* GOAL A:
Count the lines in the entries below that contain the string "would", treating uppercase and lowercase as different. Reply with the number alone.

* PASSAGE:
────────────────────────────────────────
The 2013 Miniature Hosta Mail Order Catalogue, containing choice selections of miniatures for shipping all over the US, is now on my right sidebar here, and we are ready to ship.
Hosta ‘Blue Angel’ used as a shrub.
After writing three posts on miniature and small hostas, I thought large hostas deserved their place in the sun (or shade). Although I love miniature hostas, large hostas are also dear to my heart and plentiful in my landscape. I use them both as specimen plants and also for massing with other hostas to fill shady areas. There are so many hosta cultivars out there, over 8,000, that I thought I would share some of my favorites with you. I have included some close ups of their beautiful leaves as well as photos of how I use them in the garden.
My Hosta ‘Liberty’ was planted last year so it has not reached its true size and coloring, but its leaves are still gorgeous.
A full grown ‘Liberty’ in a local garden.
‘Liberty’ with my husband Michael for scale.
I wanted to start with ‘Liberty’ because it was chosen by the American Hosta Grower’s Association as the 2012 Hosta of the Year. This is a great honor bestowed on only 18 of the over 8,000 hosta cultivars (to see other winners, click here), and I make a point of selling them and growing them in my garden. ‘Liberty’ is a sport (off shoot) of ‘Sagae’ with the same vase-shaped habit but much wider creamy yellow margins. It reaches 2′ tall and 5′ wide with 10″ leaves.
A close up of a leaf of Hosta ‘Striptease’ shows the very unusual “lightening strike” of white running around and through the lime green center.
Three ‘Striptease’ plants make a sizable clump.
‘Striptease’ massed with ‘Blue Angel’ above and H. tokudama ‘Gold Bullion’ and ‘Flavocircinalis’ right.
────────────────────────────────────────
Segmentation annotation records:
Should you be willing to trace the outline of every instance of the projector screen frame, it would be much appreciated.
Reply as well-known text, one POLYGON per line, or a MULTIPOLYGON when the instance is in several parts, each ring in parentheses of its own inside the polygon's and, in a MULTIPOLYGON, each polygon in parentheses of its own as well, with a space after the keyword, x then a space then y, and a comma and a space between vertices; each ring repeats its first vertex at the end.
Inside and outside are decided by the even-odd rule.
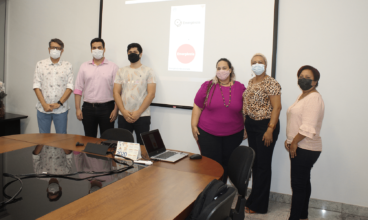
MULTIPOLYGON (((278 35, 278 24, 279 24, 279 3, 280 0, 274 0, 274 13, 273 13, 273 42, 272 42, 272 69, 271 76, 276 79, 276 55, 277 55, 277 35, 278 35)), ((103 14, 103 2, 104 0, 100 0, 100 14, 99 14, 99 30, 98 37, 102 36, 102 14, 103 14)), ((151 103, 151 106, 156 107, 164 107, 164 108, 178 108, 178 109, 189 109, 192 110, 192 106, 185 105, 171 105, 171 104, 163 104, 163 103, 151 103)))

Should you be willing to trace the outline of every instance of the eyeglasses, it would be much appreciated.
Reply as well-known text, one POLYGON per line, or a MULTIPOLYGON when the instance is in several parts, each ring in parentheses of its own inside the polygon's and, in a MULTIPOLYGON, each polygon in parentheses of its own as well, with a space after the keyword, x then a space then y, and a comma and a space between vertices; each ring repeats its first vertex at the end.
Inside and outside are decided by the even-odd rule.
POLYGON ((50 47, 50 50, 62 50, 63 48, 61 48, 61 47, 50 47))

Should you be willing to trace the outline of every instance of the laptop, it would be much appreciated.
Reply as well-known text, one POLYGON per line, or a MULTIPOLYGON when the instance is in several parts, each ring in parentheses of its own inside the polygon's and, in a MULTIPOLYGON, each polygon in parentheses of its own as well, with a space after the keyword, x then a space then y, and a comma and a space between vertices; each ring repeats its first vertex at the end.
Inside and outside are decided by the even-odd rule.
────────────────────────────────────────
* GOAL B:
Proceed with the passage on large hostas, writing what comes after its final sentence.

* WRITTEN REPLY A:
3

* WRITTEN REPLY B:
‘Striptease’ was the Hosta of the Year for 2005. The white streaks on its leaves really make it stand out—the pattern is rare in the hosta world where many plants look alike. It is a sport of the old favorite ‘Gold Standard’. At maturity, it is 20″ high and 4′ wide with 8″ leaves.
leaf of Hosta ‘Paradigm’
Again my ‘Paradigm’ is not mature and does not display its true beauty but when I saw a mature plant I had to have one.
Yes, ‘Paradigm’ is another Hosta of the Year, this time for 2007. Its leaves are gold-centered and heavily corrugated (textured), a quality I love in the hostas that display it. Its near white flowers are also quite lovely. At maturity, it is 2′ high by 4′ wide with almost 12″ leaves. I can’t wait.
leaf of Hosta ‘Sagae’
A close up of the vase-shaped (upright) habit of ‘Sagae’
‘Sagae’ planted at the top of a wall to show off its gorgeous habit, with native ‘Forest Pansy’ redbud
I first fell in love with this hosta at Longwood gardens, and it was labeled H. fluctuans ‘Variegata’. I wrote down the name and searched for it for years before I figured out its name was changed to ‘Sagae’. Of course, ‘Sagae’ was chosen to be a Hosta of the Year for 2000. Its upright mounding habit makes it a perfect specimen. At maturity, it reaches 31″ high by 70″ wide with 13″ leaves.
pollen-covered leaf of Hosta ‘Fried Green Tomatoes’
mature clump of ‘Fried Green Tomatoes’
‘Fried Green Tomatoes’ in front of an antique church gate covered with clematis and native honeysuckle.
It is hard to explain why I like ‘Fried Green Tomatoes’ so much. Perhaps it is the substantial blue-green leaves or the neat and even habit or the lovely fragrant flowers or just its clever name. ‘Fried Green Tomatoes’ is not a hosta of the year, but it is the sport of one, ‘Guacamole’, the 2002 Hosta of the Year, and it is considered an exceptional cultivar. It reaches 2′ high by 5′ wide with 11″ leaves.
leaf of Hosta ‘Great Expectations’
‘Great Expectations’ makes a gorgeous clump.
‘Great Expectations’ in a very shady area under a Japanese maple with ‘Emerald Tiara’ hosta.
Finally, a hosta that is not a hosta of the year (or a relative of one), but, as far as I’m concerned, it should be. One of my favorites and a bestseller at my nursery, ‘Great Expectations’ forms a large but not overwhelming mound of heavily corrugated, creamy yellow-centered leaves with wide blue-green margins. Its near white flowers in June and July are beautiful. A mutation of ‘Elegans’, it reaches 2′ high by 4′ wide at maturity with 12″ leaves.
leaf of Hosta ‘Fragrant Bouquet’
‘Fragrant Bouquet’ makes a nice mound.
‘Fragrant Bouquet’ with yellow waxbells, leopard’s bane, and pulmonaria.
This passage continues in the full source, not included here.